= Task instructions =
Find "[mark] the distant city" in the material below, then copy that line and every subsequent line to the end, exactly.

= Input data =
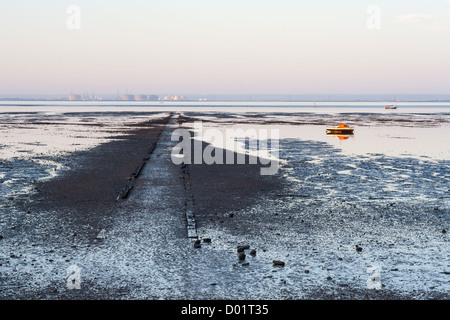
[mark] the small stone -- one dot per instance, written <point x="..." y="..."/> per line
<point x="278" y="263"/>
<point x="242" y="248"/>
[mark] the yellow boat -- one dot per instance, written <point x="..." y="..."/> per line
<point x="341" y="128"/>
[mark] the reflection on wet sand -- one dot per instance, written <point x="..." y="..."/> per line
<point x="340" y="136"/>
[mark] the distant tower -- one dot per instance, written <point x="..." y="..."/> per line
<point x="127" y="97"/>
<point x="141" y="97"/>
<point x="74" y="97"/>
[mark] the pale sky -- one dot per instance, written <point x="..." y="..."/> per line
<point x="225" y="47"/>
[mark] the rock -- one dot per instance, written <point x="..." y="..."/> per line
<point x="278" y="263"/>
<point x="101" y="235"/>
<point x="242" y="248"/>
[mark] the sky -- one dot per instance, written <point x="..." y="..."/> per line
<point x="225" y="47"/>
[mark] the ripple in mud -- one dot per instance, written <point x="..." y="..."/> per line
<point x="362" y="178"/>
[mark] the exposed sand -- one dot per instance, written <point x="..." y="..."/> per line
<point x="144" y="251"/>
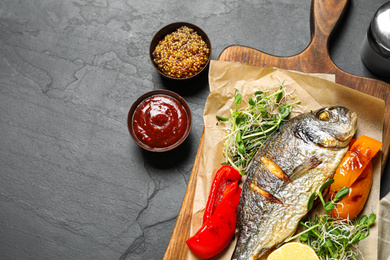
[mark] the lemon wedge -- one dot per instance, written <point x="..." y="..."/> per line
<point x="293" y="251"/>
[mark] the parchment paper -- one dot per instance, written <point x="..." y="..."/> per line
<point x="314" y="91"/>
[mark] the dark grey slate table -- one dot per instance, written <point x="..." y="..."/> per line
<point x="73" y="185"/>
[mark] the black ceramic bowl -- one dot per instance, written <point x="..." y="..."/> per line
<point x="185" y="127"/>
<point x="170" y="28"/>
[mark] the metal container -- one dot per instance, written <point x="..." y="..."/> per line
<point x="376" y="45"/>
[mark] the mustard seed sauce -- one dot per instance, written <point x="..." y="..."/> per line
<point x="182" y="53"/>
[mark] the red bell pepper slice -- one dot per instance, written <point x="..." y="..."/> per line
<point x="223" y="177"/>
<point x="216" y="233"/>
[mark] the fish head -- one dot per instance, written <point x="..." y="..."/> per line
<point x="330" y="127"/>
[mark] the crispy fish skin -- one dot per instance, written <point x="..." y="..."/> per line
<point x="307" y="149"/>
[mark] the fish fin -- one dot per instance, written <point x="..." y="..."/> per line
<point x="275" y="169"/>
<point x="307" y="165"/>
<point x="265" y="194"/>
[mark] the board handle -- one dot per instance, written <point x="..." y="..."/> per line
<point x="324" y="16"/>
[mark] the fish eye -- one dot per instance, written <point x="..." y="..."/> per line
<point x="323" y="115"/>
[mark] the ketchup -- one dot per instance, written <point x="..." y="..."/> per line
<point x="159" y="121"/>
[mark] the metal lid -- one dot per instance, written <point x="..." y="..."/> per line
<point x="380" y="29"/>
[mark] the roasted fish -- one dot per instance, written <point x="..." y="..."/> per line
<point x="292" y="164"/>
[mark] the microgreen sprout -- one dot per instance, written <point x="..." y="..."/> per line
<point x="249" y="127"/>
<point x="331" y="238"/>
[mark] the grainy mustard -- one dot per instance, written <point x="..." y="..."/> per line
<point x="181" y="54"/>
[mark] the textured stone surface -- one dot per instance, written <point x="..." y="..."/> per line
<point x="73" y="185"/>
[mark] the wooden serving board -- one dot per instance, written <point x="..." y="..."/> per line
<point x="314" y="59"/>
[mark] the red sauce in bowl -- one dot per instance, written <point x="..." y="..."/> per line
<point x="159" y="121"/>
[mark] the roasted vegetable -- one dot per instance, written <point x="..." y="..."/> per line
<point x="350" y="206"/>
<point x="216" y="233"/>
<point x="355" y="173"/>
<point x="223" y="177"/>
<point x="354" y="162"/>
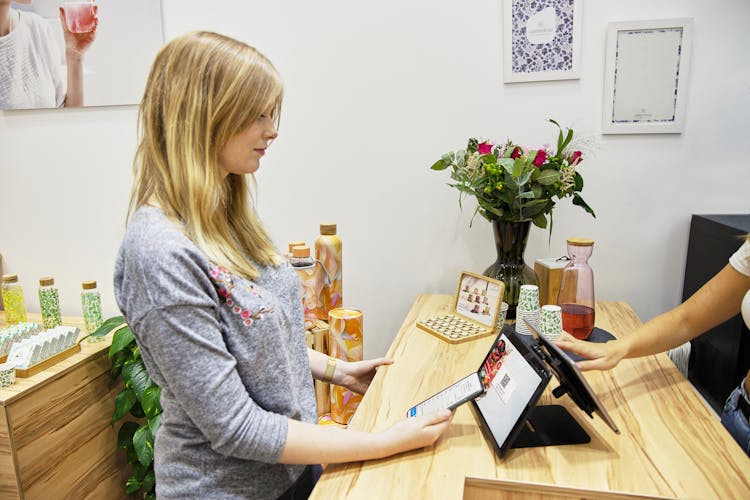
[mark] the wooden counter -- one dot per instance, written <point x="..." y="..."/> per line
<point x="671" y="444"/>
<point x="55" y="437"/>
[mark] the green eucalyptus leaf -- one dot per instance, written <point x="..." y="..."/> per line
<point x="154" y="423"/>
<point x="124" y="401"/>
<point x="439" y="165"/>
<point x="150" y="401"/>
<point x="132" y="486"/>
<point x="548" y="177"/>
<point x="135" y="376"/>
<point x="125" y="434"/>
<point x="144" y="444"/>
<point x="121" y="340"/>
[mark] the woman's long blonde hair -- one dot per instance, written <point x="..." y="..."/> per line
<point x="204" y="88"/>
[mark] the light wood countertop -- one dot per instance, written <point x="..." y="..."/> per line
<point x="671" y="444"/>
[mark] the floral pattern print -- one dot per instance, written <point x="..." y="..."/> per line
<point x="225" y="285"/>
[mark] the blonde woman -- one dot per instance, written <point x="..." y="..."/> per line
<point x="215" y="310"/>
<point x="721" y="298"/>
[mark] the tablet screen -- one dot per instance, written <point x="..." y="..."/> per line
<point x="514" y="378"/>
<point x="572" y="380"/>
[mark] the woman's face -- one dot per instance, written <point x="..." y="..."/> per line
<point x="242" y="152"/>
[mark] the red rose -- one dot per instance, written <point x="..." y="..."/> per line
<point x="540" y="158"/>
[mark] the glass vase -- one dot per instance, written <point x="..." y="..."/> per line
<point x="510" y="268"/>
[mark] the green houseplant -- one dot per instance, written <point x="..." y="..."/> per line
<point x="137" y="405"/>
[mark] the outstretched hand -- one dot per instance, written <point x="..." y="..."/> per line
<point x="598" y="356"/>
<point x="357" y="375"/>
<point x="77" y="43"/>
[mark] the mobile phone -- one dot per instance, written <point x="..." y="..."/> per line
<point x="451" y="397"/>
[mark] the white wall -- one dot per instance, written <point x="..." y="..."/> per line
<point x="375" y="92"/>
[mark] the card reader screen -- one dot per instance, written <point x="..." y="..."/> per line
<point x="462" y="391"/>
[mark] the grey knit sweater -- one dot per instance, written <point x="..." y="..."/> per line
<point x="229" y="355"/>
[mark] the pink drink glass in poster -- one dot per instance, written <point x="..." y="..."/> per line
<point x="79" y="16"/>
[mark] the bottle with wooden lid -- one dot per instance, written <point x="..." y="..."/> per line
<point x="576" y="297"/>
<point x="328" y="252"/>
<point x="13" y="303"/>
<point x="91" y="302"/>
<point x="49" y="302"/>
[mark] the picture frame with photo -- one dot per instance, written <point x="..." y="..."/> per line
<point x="646" y="76"/>
<point x="542" y="40"/>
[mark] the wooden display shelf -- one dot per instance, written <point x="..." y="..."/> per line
<point x="56" y="440"/>
<point x="46" y="363"/>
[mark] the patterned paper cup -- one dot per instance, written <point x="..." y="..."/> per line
<point x="530" y="316"/>
<point x="550" y="321"/>
<point x="528" y="298"/>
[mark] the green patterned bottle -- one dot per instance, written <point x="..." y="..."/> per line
<point x="91" y="301"/>
<point x="49" y="302"/>
<point x="15" y="307"/>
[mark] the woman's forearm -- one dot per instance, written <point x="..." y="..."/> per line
<point x="74" y="94"/>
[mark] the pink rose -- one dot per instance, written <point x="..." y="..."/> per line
<point x="540" y="158"/>
<point x="484" y="148"/>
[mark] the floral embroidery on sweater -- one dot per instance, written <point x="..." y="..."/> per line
<point x="225" y="287"/>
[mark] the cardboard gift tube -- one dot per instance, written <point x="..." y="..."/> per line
<point x="345" y="343"/>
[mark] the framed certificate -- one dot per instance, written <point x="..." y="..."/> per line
<point x="645" y="87"/>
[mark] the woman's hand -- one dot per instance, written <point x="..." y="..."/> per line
<point x="77" y="43"/>
<point x="357" y="375"/>
<point x="417" y="432"/>
<point x="600" y="356"/>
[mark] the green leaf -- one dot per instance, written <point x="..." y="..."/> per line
<point x="124" y="401"/>
<point x="540" y="221"/>
<point x="507" y="164"/>
<point x="144" y="444"/>
<point x="132" y="486"/>
<point x="548" y="177"/>
<point x="136" y="377"/>
<point x="150" y="401"/>
<point x="154" y="423"/>
<point x="121" y="340"/>
<point x="125" y="434"/>
<point x="106" y="327"/>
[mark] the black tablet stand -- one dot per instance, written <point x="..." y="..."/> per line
<point x="550" y="425"/>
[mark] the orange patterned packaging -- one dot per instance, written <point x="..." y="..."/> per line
<point x="345" y="343"/>
<point x="313" y="280"/>
<point x="328" y="252"/>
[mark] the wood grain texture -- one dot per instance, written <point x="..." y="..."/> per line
<point x="58" y="419"/>
<point x="671" y="445"/>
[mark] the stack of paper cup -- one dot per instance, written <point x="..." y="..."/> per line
<point x="550" y="321"/>
<point x="528" y="308"/>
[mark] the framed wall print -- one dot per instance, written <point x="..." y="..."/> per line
<point x="542" y="40"/>
<point x="646" y="75"/>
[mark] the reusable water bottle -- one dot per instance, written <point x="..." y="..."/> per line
<point x="328" y="252"/>
<point x="15" y="307"/>
<point x="576" y="297"/>
<point x="49" y="303"/>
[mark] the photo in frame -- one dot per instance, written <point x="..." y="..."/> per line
<point x="542" y="40"/>
<point x="115" y="61"/>
<point x="646" y="75"/>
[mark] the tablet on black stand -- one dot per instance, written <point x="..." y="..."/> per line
<point x="515" y="373"/>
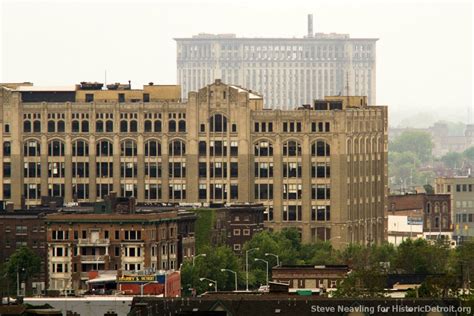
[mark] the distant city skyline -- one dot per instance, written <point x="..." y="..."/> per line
<point x="52" y="42"/>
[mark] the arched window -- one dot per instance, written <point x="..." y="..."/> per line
<point x="31" y="148"/>
<point x="104" y="148"/>
<point x="202" y="148"/>
<point x="263" y="149"/>
<point x="133" y="126"/>
<point x="177" y="148"/>
<point x="128" y="148"/>
<point x="182" y="126"/>
<point x="85" y="126"/>
<point x="148" y="126"/>
<point x="218" y="123"/>
<point x="7" y="149"/>
<point x="291" y="149"/>
<point x="56" y="148"/>
<point x="26" y="126"/>
<point x="61" y="126"/>
<point x="99" y="126"/>
<point x="109" y="126"/>
<point x="152" y="148"/>
<point x="51" y="126"/>
<point x="320" y="149"/>
<point x="123" y="126"/>
<point x="171" y="126"/>
<point x="75" y="126"/>
<point x="80" y="148"/>
<point x="37" y="126"/>
<point x="157" y="126"/>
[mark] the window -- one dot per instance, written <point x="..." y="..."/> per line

= Output of the exercise =
[mark] the distant city skyline -- one dot per instance, written <point x="..." y="..."/> per line
<point x="52" y="42"/>
[mark] the arched window -- one dot per instance, written <point x="..." y="..."/> per line
<point x="31" y="148"/>
<point x="104" y="148"/>
<point x="202" y="148"/>
<point x="263" y="149"/>
<point x="133" y="126"/>
<point x="177" y="148"/>
<point x="128" y="148"/>
<point x="182" y="126"/>
<point x="85" y="126"/>
<point x="148" y="126"/>
<point x="218" y="123"/>
<point x="7" y="149"/>
<point x="291" y="149"/>
<point x="56" y="148"/>
<point x="26" y="126"/>
<point x="61" y="126"/>
<point x="99" y="126"/>
<point x="109" y="126"/>
<point x="152" y="148"/>
<point x="51" y="126"/>
<point x="320" y="149"/>
<point x="123" y="126"/>
<point x="171" y="126"/>
<point x="75" y="126"/>
<point x="80" y="148"/>
<point x="37" y="126"/>
<point x="157" y="126"/>
[mark] the window -- one dot per instance, written <point x="..." y="..."/> per line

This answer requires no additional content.